-- start ENTRIES --
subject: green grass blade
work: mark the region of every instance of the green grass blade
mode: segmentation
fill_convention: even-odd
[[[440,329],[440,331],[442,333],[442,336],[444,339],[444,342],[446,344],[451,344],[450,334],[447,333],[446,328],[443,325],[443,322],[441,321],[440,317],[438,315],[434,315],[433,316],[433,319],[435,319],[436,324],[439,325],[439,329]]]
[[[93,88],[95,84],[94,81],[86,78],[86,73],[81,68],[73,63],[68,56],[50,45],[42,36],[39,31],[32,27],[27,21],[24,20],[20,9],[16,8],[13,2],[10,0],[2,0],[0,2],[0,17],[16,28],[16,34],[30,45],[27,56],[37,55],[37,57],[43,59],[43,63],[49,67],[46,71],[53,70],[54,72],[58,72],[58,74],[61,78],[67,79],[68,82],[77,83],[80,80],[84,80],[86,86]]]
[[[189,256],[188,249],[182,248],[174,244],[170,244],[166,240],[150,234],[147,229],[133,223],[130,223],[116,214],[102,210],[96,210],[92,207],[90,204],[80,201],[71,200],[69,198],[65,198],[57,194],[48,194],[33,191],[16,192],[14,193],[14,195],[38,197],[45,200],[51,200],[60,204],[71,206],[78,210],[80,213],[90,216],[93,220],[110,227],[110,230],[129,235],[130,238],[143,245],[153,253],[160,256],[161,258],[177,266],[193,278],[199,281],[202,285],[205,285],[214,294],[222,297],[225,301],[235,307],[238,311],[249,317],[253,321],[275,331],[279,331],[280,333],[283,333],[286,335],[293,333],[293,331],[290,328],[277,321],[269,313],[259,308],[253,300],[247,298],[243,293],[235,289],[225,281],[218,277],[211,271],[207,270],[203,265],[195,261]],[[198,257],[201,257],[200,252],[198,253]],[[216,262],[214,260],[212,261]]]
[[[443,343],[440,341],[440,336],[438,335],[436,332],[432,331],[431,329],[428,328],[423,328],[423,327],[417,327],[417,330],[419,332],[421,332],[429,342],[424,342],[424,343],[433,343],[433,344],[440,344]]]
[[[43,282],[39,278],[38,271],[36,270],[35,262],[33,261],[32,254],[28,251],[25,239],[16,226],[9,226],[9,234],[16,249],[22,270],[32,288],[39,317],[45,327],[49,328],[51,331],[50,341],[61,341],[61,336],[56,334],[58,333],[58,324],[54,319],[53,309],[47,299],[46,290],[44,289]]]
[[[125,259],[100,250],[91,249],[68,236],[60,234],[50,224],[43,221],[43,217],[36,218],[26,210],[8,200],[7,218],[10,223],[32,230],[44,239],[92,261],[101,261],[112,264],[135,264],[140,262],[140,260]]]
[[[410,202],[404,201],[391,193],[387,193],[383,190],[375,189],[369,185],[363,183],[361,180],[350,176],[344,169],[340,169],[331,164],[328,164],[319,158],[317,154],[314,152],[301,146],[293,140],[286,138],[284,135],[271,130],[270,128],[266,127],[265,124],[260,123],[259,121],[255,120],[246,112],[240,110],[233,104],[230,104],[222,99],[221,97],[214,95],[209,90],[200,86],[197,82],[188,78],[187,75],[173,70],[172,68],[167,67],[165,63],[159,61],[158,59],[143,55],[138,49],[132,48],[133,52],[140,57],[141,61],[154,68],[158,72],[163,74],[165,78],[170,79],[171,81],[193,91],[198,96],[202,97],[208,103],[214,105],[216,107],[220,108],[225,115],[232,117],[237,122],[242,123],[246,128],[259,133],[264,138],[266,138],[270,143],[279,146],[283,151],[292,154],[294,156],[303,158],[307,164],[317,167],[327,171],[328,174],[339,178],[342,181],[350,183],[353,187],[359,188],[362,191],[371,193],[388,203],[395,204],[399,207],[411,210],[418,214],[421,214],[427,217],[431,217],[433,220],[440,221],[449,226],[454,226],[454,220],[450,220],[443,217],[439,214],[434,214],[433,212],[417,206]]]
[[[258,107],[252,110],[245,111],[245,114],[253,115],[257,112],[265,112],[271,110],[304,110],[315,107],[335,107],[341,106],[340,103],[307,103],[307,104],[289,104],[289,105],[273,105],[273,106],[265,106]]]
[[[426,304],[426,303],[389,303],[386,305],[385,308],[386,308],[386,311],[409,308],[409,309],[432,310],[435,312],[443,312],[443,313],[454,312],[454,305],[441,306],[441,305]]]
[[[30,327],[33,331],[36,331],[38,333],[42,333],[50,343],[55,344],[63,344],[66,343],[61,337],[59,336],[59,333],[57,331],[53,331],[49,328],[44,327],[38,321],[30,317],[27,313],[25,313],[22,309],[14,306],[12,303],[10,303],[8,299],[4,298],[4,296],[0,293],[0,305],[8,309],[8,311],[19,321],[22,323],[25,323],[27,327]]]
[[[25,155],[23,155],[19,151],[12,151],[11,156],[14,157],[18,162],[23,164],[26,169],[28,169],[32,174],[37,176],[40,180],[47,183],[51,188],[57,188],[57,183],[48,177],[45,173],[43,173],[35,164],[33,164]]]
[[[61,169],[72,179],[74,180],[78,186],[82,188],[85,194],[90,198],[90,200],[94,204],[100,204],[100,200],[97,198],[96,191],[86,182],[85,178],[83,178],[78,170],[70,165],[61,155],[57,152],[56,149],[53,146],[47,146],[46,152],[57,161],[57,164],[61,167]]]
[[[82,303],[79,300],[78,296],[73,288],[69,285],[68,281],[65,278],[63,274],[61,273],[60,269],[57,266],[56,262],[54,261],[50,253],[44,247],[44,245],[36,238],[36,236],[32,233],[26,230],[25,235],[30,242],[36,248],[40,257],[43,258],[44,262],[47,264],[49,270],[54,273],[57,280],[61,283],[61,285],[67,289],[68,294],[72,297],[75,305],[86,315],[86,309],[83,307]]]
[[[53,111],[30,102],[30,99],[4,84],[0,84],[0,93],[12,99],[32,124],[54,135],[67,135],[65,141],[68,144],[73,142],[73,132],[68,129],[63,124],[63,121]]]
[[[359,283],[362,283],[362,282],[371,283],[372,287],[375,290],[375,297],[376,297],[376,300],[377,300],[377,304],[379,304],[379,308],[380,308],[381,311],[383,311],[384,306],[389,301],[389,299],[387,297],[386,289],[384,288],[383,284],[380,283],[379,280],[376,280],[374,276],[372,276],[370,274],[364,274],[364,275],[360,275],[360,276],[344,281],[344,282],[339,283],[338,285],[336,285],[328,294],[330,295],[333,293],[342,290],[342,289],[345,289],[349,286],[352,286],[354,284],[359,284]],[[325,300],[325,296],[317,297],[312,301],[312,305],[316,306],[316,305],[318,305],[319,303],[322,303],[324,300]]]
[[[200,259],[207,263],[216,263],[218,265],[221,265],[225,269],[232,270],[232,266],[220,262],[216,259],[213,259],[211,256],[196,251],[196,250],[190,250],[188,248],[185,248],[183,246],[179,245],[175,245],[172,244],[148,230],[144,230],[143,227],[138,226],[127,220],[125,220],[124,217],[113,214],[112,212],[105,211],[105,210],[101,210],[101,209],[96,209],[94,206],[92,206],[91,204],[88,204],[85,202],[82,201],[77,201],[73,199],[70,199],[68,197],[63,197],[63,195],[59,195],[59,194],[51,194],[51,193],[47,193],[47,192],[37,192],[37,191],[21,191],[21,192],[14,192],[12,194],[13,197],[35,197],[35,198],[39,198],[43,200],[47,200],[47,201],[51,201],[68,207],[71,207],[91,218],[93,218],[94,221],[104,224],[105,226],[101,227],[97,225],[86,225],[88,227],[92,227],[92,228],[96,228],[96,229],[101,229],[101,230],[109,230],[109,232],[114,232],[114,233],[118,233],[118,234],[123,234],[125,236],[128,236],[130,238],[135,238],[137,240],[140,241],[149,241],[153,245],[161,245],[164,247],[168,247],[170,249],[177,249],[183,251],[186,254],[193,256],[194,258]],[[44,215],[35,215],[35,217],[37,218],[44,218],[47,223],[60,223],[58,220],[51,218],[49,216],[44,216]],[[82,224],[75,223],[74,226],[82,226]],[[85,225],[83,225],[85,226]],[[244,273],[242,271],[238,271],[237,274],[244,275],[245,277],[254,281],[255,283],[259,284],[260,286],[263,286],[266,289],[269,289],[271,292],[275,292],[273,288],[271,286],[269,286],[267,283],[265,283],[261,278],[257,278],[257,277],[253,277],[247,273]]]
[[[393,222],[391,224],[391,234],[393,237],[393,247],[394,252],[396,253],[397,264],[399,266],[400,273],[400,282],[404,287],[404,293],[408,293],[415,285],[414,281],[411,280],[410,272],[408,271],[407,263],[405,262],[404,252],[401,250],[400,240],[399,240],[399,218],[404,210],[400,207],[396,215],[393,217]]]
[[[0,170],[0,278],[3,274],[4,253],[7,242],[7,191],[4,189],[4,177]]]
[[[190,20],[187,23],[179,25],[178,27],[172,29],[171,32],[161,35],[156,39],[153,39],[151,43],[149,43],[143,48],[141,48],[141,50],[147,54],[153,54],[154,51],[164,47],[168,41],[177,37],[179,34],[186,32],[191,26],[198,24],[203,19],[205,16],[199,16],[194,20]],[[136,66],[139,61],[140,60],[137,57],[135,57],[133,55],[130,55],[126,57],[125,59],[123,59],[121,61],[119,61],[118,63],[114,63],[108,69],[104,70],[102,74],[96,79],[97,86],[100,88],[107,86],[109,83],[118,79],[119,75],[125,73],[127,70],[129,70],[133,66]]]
-- end ENTRIES --
_STATED EXERCISE_. Turn the lines from the start of the entries through the line containing "fill_convention: even-odd" into a Markdown table with two columns, Row and Entry line, numbering each row and leaving out blank lines.

_WRITTEN SOLUTION_.
| Row | Entry line |
|---|---|
| 1 | subject: green grass blade |
| 2 | work: mark the region of every instance of the green grass blade |
| 3 | mode: segmentation |
| 4 | fill_convention: even-odd |